◆ DATA EXTRACT ◆
────────────────────────────────────────
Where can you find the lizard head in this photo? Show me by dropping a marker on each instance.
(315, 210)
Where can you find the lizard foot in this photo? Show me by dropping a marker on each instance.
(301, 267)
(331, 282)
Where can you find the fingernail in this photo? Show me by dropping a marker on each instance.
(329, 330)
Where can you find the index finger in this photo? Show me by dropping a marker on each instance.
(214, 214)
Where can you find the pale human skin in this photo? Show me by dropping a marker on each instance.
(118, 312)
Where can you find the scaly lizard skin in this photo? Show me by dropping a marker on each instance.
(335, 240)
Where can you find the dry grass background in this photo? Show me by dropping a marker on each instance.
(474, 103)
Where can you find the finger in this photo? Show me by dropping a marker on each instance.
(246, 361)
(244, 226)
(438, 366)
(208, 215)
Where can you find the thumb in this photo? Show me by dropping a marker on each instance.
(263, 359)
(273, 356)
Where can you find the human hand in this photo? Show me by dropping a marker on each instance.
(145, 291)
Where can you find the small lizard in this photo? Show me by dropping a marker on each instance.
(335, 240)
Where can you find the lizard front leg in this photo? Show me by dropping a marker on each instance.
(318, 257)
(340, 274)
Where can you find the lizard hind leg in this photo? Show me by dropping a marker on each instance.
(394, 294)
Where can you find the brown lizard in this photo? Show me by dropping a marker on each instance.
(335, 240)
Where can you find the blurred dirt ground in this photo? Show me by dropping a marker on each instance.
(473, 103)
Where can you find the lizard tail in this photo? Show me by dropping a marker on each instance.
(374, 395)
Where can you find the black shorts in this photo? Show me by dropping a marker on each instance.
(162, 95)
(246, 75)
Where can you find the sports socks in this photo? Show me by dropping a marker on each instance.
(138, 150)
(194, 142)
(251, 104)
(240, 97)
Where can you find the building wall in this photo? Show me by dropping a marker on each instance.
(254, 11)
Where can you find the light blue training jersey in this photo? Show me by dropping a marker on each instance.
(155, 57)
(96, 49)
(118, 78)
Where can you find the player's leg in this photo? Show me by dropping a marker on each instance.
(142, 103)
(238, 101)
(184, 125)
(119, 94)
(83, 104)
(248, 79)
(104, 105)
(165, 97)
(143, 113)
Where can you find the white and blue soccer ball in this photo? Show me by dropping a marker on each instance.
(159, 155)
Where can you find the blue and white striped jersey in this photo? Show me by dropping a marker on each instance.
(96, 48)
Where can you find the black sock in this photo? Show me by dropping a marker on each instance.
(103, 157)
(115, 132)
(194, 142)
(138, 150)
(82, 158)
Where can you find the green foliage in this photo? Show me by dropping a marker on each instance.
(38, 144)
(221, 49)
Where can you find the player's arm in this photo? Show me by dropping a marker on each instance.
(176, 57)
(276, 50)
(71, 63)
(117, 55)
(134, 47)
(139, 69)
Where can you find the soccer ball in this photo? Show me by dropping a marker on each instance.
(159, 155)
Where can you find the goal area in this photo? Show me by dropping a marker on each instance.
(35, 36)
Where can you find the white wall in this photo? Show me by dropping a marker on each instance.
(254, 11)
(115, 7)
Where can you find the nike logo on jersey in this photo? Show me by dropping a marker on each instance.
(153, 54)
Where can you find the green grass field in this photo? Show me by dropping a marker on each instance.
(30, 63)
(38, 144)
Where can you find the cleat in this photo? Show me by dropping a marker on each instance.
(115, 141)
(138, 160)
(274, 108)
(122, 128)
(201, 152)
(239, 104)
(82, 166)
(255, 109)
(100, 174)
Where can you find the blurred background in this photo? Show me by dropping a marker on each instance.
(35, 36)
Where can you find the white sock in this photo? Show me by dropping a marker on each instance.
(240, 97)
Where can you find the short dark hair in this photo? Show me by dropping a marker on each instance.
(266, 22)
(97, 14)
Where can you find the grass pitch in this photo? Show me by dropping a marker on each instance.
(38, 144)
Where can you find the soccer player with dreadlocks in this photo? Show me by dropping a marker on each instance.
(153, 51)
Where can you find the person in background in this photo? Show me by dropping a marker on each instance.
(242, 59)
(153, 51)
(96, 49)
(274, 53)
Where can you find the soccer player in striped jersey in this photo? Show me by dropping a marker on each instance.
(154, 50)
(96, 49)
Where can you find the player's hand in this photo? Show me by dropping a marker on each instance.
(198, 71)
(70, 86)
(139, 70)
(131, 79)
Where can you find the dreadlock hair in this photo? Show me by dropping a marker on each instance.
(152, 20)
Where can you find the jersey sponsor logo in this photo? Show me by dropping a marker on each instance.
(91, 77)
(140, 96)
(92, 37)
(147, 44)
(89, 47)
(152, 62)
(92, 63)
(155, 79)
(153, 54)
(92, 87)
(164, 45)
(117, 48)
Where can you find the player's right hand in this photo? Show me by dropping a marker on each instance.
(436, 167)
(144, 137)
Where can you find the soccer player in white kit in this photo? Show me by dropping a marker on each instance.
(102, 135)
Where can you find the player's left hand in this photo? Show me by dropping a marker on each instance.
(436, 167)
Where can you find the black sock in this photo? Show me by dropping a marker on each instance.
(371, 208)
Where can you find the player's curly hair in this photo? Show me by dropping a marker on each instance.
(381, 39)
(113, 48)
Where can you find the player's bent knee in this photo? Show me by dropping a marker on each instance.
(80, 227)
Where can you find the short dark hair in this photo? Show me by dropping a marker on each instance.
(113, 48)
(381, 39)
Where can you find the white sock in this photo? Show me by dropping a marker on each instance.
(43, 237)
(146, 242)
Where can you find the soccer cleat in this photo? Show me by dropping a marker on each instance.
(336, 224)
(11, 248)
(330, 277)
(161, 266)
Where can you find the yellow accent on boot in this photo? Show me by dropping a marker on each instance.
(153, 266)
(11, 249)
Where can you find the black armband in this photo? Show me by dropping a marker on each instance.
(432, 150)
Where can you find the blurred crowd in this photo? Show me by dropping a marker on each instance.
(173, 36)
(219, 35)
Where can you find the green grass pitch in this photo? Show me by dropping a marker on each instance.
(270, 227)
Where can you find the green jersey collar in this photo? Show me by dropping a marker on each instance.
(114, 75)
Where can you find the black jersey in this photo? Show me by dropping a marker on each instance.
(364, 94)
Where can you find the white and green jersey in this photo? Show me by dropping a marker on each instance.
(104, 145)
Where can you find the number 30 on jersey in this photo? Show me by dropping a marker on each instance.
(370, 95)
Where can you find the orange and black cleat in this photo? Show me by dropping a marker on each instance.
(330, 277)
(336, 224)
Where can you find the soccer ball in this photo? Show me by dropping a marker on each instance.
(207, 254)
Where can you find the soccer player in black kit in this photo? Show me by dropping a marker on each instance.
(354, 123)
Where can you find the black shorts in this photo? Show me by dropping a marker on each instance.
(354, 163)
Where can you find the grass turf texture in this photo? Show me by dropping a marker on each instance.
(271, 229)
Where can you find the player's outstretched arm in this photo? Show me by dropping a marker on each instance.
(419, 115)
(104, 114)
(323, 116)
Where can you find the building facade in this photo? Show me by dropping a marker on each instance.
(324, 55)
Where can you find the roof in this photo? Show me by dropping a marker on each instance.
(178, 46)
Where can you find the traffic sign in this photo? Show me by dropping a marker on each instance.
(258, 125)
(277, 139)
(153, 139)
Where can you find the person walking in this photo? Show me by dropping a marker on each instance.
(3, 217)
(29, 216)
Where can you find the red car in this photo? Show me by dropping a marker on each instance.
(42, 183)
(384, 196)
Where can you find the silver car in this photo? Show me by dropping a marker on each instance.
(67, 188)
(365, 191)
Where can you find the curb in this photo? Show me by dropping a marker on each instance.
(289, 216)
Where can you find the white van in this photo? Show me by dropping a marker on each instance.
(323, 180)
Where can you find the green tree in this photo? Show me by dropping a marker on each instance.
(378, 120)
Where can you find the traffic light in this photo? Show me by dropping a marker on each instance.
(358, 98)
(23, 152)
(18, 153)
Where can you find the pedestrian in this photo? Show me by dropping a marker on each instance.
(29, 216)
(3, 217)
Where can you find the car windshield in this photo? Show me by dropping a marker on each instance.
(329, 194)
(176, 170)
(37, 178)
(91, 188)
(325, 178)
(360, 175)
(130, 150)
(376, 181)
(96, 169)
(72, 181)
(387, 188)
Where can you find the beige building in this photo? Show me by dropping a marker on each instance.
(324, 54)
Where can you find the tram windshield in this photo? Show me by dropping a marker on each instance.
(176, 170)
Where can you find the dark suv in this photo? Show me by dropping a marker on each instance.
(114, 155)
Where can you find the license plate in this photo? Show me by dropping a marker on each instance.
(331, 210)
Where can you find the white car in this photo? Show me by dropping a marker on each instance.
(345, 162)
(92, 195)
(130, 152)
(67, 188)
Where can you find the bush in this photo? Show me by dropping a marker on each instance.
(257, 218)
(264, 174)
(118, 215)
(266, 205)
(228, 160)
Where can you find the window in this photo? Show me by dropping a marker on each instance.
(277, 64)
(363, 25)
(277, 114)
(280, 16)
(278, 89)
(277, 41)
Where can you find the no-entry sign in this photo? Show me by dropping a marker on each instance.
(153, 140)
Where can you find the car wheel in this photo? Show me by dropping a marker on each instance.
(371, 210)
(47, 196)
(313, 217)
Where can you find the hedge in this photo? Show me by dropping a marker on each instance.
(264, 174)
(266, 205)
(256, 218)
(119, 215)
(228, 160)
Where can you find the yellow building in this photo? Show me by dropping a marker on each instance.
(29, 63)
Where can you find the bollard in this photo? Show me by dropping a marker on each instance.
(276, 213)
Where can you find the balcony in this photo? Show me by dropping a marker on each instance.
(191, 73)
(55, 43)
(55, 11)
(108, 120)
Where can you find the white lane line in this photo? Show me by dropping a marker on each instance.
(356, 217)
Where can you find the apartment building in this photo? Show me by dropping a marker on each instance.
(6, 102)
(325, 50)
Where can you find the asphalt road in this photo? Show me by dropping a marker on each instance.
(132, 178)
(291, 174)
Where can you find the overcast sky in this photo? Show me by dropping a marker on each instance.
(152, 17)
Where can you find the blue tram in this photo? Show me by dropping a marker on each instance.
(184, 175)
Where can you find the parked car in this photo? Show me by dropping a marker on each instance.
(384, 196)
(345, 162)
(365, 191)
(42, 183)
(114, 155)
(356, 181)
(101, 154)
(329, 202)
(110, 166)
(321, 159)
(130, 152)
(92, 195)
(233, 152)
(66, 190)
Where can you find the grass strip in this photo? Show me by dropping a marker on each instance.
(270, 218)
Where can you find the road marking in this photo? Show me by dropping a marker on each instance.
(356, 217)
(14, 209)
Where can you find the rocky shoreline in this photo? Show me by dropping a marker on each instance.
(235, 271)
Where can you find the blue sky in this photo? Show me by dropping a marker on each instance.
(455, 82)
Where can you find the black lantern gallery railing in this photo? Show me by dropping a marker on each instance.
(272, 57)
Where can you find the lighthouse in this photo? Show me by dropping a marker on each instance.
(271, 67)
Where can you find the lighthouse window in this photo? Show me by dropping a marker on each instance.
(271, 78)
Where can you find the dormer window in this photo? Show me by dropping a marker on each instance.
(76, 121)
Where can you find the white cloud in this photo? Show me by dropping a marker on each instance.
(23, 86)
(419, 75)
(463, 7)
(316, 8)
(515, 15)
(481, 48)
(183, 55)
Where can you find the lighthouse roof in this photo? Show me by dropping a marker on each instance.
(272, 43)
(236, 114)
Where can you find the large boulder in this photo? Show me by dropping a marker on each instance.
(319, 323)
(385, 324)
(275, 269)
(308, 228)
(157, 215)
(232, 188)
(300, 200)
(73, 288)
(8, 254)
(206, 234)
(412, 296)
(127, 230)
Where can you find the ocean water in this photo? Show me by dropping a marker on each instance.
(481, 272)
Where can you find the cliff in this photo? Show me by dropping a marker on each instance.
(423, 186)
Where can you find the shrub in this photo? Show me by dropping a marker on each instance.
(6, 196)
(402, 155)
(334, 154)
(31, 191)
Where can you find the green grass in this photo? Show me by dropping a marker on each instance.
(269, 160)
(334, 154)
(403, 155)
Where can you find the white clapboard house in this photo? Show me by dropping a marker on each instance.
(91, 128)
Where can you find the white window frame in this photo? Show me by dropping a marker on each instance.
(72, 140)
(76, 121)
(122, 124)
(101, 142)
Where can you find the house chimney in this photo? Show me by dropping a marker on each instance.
────────────────────────────────────────
◆ EXERCISE INSTRUCTIONS ◆
Take the lines above from the one holding "Where can you find the lighthouse roof" to the last and output them exactly.

◆ WORKED ANSWER ◆
Where can you find the lighthouse roof in this photo? Show me by dropping a marker on each instance.
(272, 43)
(236, 114)
Where can you find the large boulder in this photo? Show me by dropping a marker on each instance.
(319, 323)
(385, 324)
(275, 269)
(308, 228)
(157, 215)
(232, 188)
(300, 200)
(73, 288)
(8, 254)
(206, 234)
(412, 296)
(127, 230)
Where can you find the ocean water in this photo? Show me by dropping a marker on each instance.
(481, 272)
Where can you find the cliff in this photo? Show me by dropping a marker on each instance.
(423, 186)
Where can you find the shrub in this photo? Show me by dropping a marker on each instance.
(6, 196)
(402, 155)
(334, 154)
(31, 191)
Where can you find the green grass in this photo? Show me by dropping a marker on each instance.
(269, 160)
(334, 154)
(403, 155)
Where can you find the white clapboard house in this photo? Show me by dropping a marker on each instance.
(91, 128)
Where can you find the white window frame in this photo? Show me by dropping a marker on each instance.
(72, 140)
(76, 121)
(122, 124)
(101, 142)
Where can you find the house chimney in this photo? Show me by dropping a marker on each instance.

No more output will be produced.